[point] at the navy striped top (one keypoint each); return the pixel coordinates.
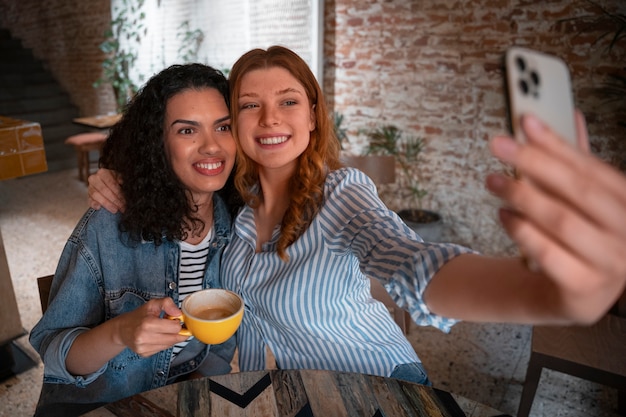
(316, 310)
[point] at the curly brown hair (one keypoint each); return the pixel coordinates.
(157, 203)
(306, 186)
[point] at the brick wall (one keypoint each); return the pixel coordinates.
(433, 69)
(65, 36)
(430, 67)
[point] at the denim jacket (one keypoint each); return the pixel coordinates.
(102, 274)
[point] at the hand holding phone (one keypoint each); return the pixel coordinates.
(540, 84)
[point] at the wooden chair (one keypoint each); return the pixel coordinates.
(44, 284)
(595, 353)
(83, 144)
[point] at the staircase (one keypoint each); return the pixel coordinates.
(29, 92)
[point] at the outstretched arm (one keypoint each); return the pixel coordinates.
(567, 216)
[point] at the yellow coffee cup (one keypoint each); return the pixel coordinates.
(211, 316)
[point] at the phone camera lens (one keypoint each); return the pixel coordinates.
(523, 86)
(534, 78)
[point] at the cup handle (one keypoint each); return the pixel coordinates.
(183, 331)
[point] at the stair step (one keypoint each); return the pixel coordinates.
(34, 104)
(29, 91)
(51, 117)
(10, 43)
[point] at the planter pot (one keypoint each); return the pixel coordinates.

---*---

#### Problem requirements:
Rewrite all the records above, replacing "pixel coordinates" with "image coordinates" wherever it occurs and keeping everything else the same. Leave out the pictures.

#### The completed task:
[point] at the navy striped top (one keypoint each); return the image coordinates.
(316, 310)
[point] at the curly brown hair (one keypoint each); return the image coordinates.
(157, 203)
(306, 186)
[point] at the brick wall (one keypoint each); return the image coordinates.
(433, 69)
(65, 36)
(430, 67)
[point] at the denim jacket (one keypoint each); return the image coordinates.
(102, 274)
[point] at the hand holding phone (one keypoint each); return the image coordinates.
(540, 84)
[point] at the wooden chair (one keypoint each); return the image coordinates.
(44, 284)
(595, 353)
(83, 144)
[point] at the staircase (one keypoint each); return the image coordinates.
(29, 92)
[point] at the outstretched arm (one keypoint each); return the image coordinates.
(567, 216)
[point] at the yellow coffee cup (one keypoint each); return the image coordinates.
(211, 316)
[point] at the phone camera lens (one keypoint each); return the image coordinates.
(523, 86)
(534, 78)
[point] at the cup handle (one keypoint each); return the image coordinates.
(183, 331)
[point] at the stair step (one keypoint each); return the image coordinates.
(34, 104)
(29, 91)
(51, 117)
(10, 43)
[point] at the planter pot (one keypoint each); return the image coordinates.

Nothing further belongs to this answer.